## WORK TO COMPLETE
Write out each of the following rows word for word, with nothing changed.

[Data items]
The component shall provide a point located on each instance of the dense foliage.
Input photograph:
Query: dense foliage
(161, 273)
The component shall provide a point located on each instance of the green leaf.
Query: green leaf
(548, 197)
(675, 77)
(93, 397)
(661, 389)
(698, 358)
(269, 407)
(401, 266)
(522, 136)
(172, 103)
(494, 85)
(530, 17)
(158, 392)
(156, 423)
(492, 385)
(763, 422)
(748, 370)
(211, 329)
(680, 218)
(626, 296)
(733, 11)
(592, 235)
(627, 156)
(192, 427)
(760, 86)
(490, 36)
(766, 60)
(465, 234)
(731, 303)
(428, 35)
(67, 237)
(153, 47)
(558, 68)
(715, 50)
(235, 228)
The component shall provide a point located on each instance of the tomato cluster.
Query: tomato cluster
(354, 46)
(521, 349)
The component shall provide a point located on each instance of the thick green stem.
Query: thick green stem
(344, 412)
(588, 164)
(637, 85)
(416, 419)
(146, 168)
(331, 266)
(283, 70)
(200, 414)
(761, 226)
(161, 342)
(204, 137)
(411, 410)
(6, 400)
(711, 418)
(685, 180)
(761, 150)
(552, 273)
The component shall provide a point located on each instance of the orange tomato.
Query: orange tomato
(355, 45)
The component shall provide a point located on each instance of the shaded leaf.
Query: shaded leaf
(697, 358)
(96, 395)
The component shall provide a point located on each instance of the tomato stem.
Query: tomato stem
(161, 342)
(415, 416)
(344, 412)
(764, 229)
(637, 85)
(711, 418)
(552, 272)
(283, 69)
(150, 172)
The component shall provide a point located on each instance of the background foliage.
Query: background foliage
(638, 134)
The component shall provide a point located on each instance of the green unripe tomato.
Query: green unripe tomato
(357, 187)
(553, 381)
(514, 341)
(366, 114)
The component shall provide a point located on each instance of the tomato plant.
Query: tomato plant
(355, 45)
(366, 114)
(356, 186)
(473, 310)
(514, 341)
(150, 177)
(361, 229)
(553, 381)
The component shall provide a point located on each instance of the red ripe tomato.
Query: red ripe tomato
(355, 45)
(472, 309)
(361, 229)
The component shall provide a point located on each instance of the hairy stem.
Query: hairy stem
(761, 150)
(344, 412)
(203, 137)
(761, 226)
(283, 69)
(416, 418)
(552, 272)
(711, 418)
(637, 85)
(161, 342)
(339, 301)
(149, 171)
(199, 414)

## REPLY
The component shall provide a point located on each instance of the dense foliage.
Input photograph:
Query: dense foliage
(161, 273)
The component shall provide a point located on each instance of the green leaf.
Query: green leaf
(548, 197)
(675, 77)
(93, 397)
(661, 389)
(698, 358)
(269, 407)
(401, 266)
(522, 136)
(172, 103)
(494, 85)
(530, 17)
(158, 392)
(156, 423)
(492, 385)
(763, 422)
(748, 370)
(211, 329)
(680, 218)
(626, 296)
(733, 11)
(592, 235)
(627, 156)
(192, 427)
(760, 86)
(490, 36)
(766, 60)
(465, 234)
(731, 303)
(428, 35)
(67, 237)
(153, 47)
(558, 68)
(715, 50)
(235, 228)
The component shall provide a point located on each instance of the tomato cluster.
Query: tomato cluster
(354, 46)
(521, 349)
The component shall provide a point located on each instance of the thick green stem.
Query: thick green stem
(344, 412)
(588, 164)
(637, 85)
(416, 419)
(146, 168)
(331, 266)
(283, 70)
(200, 414)
(761, 226)
(161, 342)
(204, 137)
(411, 410)
(6, 400)
(711, 418)
(685, 180)
(761, 150)
(552, 273)
The component shall provide a point located on each instance of the orange tomato.
Query: orange tomato
(355, 45)
The component shall provide a point located on each instance of the shaded leaf.
Query: shaded leaf
(697, 358)
(96, 395)
The component shall provide a point located on each instance of the tomato stem.
Query: tomato stem
(161, 342)
(415, 416)
(344, 412)
(764, 229)
(637, 85)
(711, 418)
(552, 272)
(283, 69)
(150, 172)
The component shall provide a point located on each instance of the background foliage.
Query: background foliage
(638, 134)
The component shall provide a point located on each instance of the green unripe tomato.
Query: green unripe tomato
(357, 187)
(553, 381)
(514, 341)
(366, 114)
The component shall provide a point located on each instance of the tomato plant.
Query: tomato plant
(355, 45)
(366, 114)
(356, 186)
(473, 310)
(514, 341)
(150, 177)
(361, 229)
(553, 381)
The component shall provide a point located on each instance of the red ripe tomato.
Query: red ripe tomato
(355, 45)
(472, 309)
(361, 229)
The component shall provide a point located on each instance of the hairy stem.
Query: hairy stem
(761, 150)
(344, 412)
(203, 137)
(761, 226)
(283, 69)
(416, 418)
(552, 272)
(711, 418)
(637, 85)
(161, 342)
(339, 301)
(149, 171)
(199, 414)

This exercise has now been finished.